══ Records for the task

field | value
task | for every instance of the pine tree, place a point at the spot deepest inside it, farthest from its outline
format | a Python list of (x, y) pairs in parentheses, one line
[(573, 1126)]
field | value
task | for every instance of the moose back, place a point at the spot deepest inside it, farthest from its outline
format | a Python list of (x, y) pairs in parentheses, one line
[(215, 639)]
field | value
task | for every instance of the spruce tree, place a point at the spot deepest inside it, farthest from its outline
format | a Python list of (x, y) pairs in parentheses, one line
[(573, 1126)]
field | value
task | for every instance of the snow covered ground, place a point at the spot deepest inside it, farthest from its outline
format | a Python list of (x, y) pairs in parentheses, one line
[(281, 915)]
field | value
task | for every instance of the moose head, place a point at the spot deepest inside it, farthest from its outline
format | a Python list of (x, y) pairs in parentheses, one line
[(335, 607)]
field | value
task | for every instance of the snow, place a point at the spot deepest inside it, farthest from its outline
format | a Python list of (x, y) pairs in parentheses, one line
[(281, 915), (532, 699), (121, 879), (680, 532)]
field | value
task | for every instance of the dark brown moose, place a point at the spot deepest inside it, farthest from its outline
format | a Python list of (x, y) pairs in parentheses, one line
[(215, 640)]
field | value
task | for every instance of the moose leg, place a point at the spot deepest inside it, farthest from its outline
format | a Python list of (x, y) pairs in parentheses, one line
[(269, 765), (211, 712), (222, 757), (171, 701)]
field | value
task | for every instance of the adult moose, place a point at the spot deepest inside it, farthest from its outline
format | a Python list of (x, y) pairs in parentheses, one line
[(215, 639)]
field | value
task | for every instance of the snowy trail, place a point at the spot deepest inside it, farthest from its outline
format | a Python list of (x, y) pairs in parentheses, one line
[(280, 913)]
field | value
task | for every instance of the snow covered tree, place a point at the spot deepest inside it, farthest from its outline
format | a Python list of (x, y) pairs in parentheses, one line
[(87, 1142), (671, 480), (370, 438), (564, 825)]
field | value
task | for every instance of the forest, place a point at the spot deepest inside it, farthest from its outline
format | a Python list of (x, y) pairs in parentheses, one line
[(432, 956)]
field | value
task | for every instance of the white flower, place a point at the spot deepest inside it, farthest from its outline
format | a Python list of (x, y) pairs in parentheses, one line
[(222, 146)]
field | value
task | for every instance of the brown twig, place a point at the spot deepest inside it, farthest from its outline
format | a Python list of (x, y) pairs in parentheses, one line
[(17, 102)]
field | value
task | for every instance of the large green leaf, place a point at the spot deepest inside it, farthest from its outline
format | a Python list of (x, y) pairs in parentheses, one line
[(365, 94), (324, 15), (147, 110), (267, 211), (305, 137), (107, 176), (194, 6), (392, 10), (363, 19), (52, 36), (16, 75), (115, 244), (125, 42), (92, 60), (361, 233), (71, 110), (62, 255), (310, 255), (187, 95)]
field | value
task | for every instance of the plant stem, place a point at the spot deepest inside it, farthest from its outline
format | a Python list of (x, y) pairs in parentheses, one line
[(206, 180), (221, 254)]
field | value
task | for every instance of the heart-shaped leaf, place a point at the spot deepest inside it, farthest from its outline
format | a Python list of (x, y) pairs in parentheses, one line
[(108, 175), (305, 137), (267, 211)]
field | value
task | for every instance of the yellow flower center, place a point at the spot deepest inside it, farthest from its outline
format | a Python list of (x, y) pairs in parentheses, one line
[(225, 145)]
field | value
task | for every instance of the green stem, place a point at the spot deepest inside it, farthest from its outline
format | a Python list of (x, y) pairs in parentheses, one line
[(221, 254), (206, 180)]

════

▶ Instruction: All of the entries should be written out again exactly.

▶ Worked answer:
field | value
task | for every instance of the pine tree, place a point at the spot deepest inside it, farthest from its outline
format | a Python list of (x, y) pairs in parentheses, one line
[(573, 1126)]
field | value
task | for every instance of the moose back, place a point at the spot deepest inside it, farthest from its outline
format | a Python list of (x, y) pairs in parentheses, one line
[(215, 639)]
field | value
task | for every instance of the spruce tree, place a point at the spot deepest inside it, farthest from its outline
format | a Python list of (x, y) pairs in parentheses, one line
[(573, 1126)]
field | value
task | for every instance of the snow covered ground, place a point at the spot deepest inside it, farthest from its outline
format | a Python list of (x, y) pairs in parentheses, one line
[(281, 915)]
field | value
task | for every instance of the moose head, place a point at the spot deepest inside it, farthest from its outline
format | a Python list of (x, y) pairs in parentheses, one line
[(335, 607)]
field | value
task | for every instance of the snow, place a point at the spot deepest inside it, farthest from its outline
format | a Python list of (x, y) pairs in parentheses, one line
[(281, 915), (532, 699), (121, 879), (680, 532)]
field | value
task | for every instance of the dark brown moose, place a point at the spot deepest inside it, farthest from its outline
format | a Python list of (x, y) pairs in parentheses, one line
[(215, 640)]
field | value
task | for every instance of the moose leg, place a point at the spot deepest inside it, farthest from its outline
format | a Python list of (x, y) pairs in parentheses, one line
[(269, 765), (211, 712), (222, 757), (171, 701)]
field | value
task | for every instance of the adult moose, place a point at the spot deepest inside it, farthest from its outline
format | a Python list of (x, y) pairs in parentheses, one line
[(215, 639)]
field | value
task | for every instance of the snowy trail, place a point at the spot deepest inside it, farthest from its outline
format | a Python list of (x, y) pairs in parentheses, one line
[(280, 913)]
field | value
task | for every instance of the snow covered tree, place a point at the spot deepest inside it, farthest from its outline
format | a Python list of (x, y) pairs in parentheses, one line
[(87, 1142), (671, 480), (370, 438), (564, 825)]
field | value
task | for every instance of the forest, place a point at the spot deepest inside it, farthest from its outline
format | a Python list of (x, y) pairs in parentheses, one line
[(432, 956)]
field | value
task | for every instance of the white flower, place a point at the spot deepest inside it, farthest from its outline
format | a Python list of (x, y) pairs in parentheses, one line
[(222, 146)]
field | value
task | for every instance of the brown twig, place a point at the spot deepest inside it, farthest from its outline
format | a Python list of (x, y) pairs in parentheses, one line
[(17, 102)]
field | value
task | for every instance of the large green leaf, place a point at the spot deepest inside it, farthest from its outline
format | a Python list of (x, y) pairs in parentheses, one line
[(365, 94), (324, 15), (147, 110), (267, 211), (305, 137), (107, 176), (194, 6), (392, 10), (363, 19), (52, 36), (16, 75), (115, 244), (125, 42), (92, 60), (361, 233), (71, 110), (62, 255), (310, 255), (187, 95)]
field | value
task | for every instance of the plant stem, place a point at the spot deepest inside it, farthest from its outline
format | a Python list of (x, y) pairs in parentheses, one line
[(206, 180), (221, 254)]
field | value
task | for every instance of the heart-shaped leaf, place a point at the spot deepest inside it, farthest from its outline
format | a Python list of (x, y) pairs in parentheses, one line
[(108, 175), (305, 137), (267, 211)]
field | value
task | for every instance of the yellow flower center, place a point at the spot deepest inside it, farthest from its outline
format | a Python list of (x, y) pairs in parentheses, one line
[(225, 145)]
field | value
task | for every instance of the green stem, place a point at the spot deepest inside it, farthest from its outline
format | a Python list of (x, y) pairs in parentheses, one line
[(221, 254), (206, 180)]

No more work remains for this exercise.